**DATASET EXCERPTS:**
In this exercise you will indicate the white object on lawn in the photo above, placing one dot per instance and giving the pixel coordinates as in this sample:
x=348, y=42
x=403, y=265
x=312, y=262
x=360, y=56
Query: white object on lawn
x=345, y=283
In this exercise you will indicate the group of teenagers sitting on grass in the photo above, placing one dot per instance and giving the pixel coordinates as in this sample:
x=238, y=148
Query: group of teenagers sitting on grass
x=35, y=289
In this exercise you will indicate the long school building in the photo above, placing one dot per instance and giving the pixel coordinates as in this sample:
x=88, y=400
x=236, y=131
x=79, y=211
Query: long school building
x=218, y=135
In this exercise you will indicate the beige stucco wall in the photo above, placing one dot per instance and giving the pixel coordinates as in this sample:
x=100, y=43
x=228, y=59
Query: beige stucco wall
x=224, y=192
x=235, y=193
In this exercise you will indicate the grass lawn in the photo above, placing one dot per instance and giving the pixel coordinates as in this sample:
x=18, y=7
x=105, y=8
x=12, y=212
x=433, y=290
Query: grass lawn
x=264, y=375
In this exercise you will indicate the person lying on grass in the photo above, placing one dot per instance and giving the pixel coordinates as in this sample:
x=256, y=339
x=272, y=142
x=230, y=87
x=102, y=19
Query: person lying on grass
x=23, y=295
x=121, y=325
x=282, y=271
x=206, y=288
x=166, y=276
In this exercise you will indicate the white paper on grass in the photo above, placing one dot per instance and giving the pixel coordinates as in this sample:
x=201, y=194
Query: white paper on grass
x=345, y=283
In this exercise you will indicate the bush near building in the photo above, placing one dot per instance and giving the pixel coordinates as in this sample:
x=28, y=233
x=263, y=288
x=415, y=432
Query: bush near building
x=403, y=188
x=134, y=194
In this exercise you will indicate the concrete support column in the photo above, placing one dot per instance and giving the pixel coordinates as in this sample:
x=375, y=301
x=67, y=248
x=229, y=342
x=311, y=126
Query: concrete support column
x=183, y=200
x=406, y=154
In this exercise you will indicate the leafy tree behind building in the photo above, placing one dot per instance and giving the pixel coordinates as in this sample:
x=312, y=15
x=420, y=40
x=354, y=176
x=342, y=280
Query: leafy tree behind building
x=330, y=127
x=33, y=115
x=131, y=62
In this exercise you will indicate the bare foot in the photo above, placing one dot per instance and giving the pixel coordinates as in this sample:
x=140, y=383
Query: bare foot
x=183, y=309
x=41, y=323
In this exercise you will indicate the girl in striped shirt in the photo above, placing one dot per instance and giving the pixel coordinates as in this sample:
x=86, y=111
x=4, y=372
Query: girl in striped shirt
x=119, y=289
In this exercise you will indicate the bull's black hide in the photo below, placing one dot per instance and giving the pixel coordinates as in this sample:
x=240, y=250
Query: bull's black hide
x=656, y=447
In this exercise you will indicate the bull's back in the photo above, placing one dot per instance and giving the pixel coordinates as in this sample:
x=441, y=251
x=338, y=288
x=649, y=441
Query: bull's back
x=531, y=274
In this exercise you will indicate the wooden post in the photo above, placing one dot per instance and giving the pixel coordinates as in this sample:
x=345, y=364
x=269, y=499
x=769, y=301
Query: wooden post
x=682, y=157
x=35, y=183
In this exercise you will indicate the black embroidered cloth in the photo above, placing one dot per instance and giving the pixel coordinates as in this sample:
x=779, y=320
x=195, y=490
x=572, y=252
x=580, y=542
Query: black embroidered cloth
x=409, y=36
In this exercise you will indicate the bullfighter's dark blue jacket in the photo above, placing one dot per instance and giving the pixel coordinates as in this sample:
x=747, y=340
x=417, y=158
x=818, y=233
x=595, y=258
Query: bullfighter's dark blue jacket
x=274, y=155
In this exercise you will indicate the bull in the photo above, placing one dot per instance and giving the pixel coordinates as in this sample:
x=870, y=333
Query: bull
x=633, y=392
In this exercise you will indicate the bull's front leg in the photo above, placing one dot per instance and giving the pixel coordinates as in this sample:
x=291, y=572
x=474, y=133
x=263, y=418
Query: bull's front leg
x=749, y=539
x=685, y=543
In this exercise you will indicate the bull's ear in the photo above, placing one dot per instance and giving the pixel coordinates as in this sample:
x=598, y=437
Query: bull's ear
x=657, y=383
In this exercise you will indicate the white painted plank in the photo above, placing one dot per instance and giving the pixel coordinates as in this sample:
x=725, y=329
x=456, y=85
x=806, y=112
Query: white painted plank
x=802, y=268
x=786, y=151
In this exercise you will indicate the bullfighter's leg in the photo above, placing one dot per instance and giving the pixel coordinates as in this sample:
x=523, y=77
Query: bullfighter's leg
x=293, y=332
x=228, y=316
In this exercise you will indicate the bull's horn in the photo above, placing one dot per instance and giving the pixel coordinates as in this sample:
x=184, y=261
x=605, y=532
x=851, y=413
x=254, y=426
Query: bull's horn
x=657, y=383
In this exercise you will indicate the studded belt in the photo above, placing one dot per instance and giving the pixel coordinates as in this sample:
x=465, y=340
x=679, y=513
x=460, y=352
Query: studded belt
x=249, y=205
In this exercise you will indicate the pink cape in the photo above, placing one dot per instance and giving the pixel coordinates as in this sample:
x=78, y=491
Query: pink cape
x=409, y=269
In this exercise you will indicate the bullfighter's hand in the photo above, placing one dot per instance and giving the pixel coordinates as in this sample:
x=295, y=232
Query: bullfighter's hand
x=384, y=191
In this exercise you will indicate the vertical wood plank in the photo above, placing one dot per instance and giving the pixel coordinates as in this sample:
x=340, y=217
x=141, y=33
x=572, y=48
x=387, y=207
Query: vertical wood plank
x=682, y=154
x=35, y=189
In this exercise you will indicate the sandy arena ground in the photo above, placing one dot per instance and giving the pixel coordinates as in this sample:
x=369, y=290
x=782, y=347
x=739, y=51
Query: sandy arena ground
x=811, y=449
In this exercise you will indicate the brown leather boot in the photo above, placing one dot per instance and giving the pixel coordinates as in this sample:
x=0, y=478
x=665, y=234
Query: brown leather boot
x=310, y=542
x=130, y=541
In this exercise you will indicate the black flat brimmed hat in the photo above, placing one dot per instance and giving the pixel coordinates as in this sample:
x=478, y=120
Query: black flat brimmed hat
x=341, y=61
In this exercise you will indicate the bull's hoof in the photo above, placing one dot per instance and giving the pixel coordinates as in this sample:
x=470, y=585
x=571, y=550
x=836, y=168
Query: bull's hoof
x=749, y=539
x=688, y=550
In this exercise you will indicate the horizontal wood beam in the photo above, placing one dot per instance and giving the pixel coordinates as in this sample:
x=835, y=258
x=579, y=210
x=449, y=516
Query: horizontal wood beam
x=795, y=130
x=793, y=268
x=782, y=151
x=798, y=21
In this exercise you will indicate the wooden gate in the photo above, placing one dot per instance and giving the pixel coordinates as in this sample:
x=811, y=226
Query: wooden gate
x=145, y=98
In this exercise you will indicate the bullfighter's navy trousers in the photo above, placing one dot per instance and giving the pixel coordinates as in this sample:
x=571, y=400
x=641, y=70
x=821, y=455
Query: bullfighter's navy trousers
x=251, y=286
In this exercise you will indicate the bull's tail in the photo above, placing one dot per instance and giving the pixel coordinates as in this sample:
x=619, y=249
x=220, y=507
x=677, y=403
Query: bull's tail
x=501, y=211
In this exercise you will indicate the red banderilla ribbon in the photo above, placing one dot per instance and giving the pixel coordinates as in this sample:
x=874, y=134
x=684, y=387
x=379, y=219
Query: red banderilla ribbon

**SET TASK:** Please turn the records into a numbered list, starting at the line with "In this exercise you will indicate the wooden gate" and continuing up to and including the last line of the records. Leave out any blank lines.

**FINISHED TASK:**
1. In this exercise you will indicate the wooden gate in the photo above, placing one dot per instance and giving the pixel coordinates as in this sample:
2. x=811, y=226
3. Query: wooden gate
4. x=145, y=98
5. In this exercise you will indicate the bullfighter's navy trousers in the photo above, placing one dot per instance and giving the pixel coordinates as in this sample:
6. x=571, y=400
7. x=641, y=70
8. x=821, y=455
9. Query: bullfighter's navy trousers
10. x=251, y=286
11. In this exercise you will indicate the bull's tail in the photo above, placing one dot per instance and giving the pixel coordinates as in this sample:
12. x=619, y=249
13. x=220, y=507
14. x=677, y=403
15. Query: bull's tail
16. x=501, y=211
17. In this exercise you will indicate the red banderilla ribbon in the photo above, placing one dot per instance and giving the pixel coordinates as in this sample:
18. x=874, y=134
19. x=684, y=387
20. x=379, y=219
21. Query: red banderilla ribbon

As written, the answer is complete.